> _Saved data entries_
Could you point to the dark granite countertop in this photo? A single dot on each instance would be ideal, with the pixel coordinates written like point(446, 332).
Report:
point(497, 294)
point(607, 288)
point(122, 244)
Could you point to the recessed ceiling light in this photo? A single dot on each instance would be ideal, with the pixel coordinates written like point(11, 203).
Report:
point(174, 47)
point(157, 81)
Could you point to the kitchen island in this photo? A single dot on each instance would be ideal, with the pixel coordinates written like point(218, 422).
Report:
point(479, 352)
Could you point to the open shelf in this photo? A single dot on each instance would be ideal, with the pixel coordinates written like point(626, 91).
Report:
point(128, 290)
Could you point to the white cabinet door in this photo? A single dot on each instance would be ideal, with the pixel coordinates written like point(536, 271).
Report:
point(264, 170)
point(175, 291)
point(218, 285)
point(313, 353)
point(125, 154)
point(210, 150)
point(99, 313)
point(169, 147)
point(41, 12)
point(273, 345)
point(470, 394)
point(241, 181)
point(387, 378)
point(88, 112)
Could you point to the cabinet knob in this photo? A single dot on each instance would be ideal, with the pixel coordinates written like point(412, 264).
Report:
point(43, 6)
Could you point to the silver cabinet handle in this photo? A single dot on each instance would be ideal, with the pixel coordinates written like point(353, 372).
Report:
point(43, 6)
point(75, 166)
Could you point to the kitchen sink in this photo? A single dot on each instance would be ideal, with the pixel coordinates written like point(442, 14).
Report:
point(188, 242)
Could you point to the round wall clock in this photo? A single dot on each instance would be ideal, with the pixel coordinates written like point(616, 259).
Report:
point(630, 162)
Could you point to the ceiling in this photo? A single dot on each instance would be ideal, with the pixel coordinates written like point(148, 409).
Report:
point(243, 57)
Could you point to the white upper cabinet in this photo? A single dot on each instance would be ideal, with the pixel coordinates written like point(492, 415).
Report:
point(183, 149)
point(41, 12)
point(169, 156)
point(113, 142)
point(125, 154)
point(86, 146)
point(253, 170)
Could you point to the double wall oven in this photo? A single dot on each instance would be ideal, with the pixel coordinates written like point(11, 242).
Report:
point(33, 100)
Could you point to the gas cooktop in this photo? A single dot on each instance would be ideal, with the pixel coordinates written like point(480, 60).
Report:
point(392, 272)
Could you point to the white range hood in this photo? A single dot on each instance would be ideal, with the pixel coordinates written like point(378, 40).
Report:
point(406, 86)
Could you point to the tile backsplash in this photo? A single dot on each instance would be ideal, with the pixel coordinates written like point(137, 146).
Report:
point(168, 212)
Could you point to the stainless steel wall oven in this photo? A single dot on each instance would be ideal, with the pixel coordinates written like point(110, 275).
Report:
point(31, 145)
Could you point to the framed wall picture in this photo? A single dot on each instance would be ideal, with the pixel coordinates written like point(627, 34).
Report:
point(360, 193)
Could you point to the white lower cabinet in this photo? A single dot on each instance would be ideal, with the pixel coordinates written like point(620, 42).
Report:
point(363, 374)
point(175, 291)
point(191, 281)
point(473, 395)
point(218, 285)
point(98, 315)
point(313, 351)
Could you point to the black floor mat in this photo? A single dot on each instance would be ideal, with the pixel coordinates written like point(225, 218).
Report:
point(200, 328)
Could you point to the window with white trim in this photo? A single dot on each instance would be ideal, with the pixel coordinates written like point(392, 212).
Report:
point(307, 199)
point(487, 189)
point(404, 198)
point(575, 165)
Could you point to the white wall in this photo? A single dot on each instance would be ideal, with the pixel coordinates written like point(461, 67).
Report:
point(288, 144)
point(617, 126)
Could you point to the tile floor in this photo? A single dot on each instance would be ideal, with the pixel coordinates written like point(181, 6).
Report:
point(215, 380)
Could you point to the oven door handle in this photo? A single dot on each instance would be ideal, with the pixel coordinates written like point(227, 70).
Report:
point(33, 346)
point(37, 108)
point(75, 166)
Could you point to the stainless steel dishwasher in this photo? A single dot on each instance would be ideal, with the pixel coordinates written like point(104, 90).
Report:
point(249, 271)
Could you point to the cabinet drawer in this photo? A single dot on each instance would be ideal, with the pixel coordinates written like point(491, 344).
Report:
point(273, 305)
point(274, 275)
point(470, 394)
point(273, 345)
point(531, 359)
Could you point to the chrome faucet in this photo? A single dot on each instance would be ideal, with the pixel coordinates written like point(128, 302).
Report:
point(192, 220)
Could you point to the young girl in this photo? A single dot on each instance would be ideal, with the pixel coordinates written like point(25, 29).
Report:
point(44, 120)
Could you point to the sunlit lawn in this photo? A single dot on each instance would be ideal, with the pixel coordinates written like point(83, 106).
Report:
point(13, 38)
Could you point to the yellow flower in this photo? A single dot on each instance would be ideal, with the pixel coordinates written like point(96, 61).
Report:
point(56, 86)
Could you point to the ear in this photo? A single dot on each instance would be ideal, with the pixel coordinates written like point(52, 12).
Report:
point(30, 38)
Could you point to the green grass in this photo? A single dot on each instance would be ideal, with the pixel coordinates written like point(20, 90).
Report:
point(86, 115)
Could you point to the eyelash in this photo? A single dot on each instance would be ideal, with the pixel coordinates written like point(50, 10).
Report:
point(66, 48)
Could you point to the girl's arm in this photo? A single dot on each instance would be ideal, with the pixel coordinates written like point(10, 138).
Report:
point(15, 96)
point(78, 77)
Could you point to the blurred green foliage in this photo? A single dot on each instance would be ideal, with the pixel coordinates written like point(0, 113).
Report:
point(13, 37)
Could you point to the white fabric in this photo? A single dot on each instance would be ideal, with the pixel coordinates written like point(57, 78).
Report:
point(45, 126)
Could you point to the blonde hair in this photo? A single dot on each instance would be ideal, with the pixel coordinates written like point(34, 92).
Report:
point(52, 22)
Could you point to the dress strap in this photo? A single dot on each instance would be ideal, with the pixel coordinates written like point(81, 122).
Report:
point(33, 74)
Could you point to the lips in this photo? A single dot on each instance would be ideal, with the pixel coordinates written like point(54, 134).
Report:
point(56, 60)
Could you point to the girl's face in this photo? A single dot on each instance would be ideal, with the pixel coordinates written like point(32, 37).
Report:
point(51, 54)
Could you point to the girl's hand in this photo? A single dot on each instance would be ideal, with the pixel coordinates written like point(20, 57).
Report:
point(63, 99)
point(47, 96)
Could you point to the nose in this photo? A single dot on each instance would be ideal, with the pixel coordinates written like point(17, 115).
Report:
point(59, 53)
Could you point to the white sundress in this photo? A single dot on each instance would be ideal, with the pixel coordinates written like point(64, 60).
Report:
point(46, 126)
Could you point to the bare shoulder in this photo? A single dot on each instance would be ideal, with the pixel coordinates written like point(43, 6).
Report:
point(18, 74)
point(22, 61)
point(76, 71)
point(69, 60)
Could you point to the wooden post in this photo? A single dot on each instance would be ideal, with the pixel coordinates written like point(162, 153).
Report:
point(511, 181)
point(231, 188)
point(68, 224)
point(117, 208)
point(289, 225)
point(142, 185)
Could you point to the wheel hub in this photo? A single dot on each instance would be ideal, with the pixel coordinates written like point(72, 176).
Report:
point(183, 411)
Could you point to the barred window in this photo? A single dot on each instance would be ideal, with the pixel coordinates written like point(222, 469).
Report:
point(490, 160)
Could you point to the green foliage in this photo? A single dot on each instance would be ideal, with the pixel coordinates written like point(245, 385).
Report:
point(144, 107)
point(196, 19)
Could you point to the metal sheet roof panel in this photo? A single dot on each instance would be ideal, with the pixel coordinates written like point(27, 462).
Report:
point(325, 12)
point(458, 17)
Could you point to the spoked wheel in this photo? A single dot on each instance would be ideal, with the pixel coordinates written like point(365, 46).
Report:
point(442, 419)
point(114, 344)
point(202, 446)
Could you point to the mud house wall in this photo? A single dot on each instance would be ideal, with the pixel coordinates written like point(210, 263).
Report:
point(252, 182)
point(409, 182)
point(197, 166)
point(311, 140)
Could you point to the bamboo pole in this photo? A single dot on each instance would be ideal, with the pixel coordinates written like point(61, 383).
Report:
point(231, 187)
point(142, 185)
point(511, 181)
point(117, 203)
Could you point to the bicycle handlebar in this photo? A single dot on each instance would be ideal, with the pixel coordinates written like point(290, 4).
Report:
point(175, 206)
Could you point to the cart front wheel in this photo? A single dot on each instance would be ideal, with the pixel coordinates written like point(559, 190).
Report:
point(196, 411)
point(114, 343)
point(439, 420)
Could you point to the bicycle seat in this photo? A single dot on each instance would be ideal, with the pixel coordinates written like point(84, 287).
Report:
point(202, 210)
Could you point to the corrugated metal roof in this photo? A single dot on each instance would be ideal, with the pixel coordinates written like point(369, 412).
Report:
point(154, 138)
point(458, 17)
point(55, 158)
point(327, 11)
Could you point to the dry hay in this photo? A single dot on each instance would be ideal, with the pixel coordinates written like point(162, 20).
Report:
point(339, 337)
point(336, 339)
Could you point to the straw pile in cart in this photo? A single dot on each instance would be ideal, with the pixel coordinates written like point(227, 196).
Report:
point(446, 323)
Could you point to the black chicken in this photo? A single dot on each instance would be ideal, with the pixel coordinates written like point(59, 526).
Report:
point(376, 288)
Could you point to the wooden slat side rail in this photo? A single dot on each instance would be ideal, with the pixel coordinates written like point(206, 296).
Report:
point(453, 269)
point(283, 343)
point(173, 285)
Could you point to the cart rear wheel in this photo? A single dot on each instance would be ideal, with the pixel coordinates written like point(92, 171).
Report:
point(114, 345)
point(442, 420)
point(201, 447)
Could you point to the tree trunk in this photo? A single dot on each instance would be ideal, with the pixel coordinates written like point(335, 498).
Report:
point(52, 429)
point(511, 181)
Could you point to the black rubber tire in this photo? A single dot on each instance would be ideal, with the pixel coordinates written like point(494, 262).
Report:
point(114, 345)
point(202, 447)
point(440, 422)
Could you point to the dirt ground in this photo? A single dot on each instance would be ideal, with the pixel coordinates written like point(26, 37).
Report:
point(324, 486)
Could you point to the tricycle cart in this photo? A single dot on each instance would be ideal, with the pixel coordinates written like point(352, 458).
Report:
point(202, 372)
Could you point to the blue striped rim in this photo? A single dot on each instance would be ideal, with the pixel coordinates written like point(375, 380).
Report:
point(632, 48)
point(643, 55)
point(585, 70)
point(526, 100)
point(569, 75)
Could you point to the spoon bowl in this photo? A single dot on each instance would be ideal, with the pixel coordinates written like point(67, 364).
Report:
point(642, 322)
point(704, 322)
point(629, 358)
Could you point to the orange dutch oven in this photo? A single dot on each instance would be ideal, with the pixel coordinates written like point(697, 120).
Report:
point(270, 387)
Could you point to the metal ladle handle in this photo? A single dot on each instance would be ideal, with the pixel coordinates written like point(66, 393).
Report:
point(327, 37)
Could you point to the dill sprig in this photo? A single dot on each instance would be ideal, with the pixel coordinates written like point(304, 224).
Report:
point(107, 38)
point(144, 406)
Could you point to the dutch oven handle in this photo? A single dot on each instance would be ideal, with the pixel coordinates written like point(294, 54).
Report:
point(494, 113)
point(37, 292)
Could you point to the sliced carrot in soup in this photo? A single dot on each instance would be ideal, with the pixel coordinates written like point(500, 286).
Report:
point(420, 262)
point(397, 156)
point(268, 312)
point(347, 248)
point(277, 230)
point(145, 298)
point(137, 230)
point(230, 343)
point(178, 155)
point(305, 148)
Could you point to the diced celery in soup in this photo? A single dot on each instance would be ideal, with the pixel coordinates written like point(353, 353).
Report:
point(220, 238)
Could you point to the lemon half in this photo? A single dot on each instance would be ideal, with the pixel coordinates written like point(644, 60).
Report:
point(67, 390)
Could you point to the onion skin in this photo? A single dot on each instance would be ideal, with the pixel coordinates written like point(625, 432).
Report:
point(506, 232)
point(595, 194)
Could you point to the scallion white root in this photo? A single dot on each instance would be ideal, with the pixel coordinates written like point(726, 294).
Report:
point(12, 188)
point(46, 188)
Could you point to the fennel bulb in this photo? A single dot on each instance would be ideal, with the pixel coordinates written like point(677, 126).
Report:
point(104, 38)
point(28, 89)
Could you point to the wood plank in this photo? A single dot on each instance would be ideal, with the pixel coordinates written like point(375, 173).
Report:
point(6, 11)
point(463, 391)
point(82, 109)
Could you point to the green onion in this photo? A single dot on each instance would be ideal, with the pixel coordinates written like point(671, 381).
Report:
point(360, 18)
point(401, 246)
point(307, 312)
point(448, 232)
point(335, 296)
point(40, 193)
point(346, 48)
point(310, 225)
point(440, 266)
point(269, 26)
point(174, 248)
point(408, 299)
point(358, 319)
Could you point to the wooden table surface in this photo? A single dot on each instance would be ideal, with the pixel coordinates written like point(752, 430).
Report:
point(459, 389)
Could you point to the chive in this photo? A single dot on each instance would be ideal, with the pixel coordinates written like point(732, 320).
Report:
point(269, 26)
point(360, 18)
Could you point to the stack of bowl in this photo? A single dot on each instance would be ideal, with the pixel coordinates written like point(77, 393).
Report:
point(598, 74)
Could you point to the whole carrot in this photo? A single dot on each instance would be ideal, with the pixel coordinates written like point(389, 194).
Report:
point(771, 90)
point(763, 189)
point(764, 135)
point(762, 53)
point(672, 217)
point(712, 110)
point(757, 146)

> _WHAT IS EXPECTED_
Using the data above, copy each line that contains "dutch".

> _ANSWER BOX_
Could you point to the orange dutch oven in this photo? A single dot on each instance would be ideal, with the pixel coordinates written like point(697, 120).
Could you point to the dutch oven handle in this photo? A single dot on each instance would be ideal, with the pixel coordinates written like point(294, 54).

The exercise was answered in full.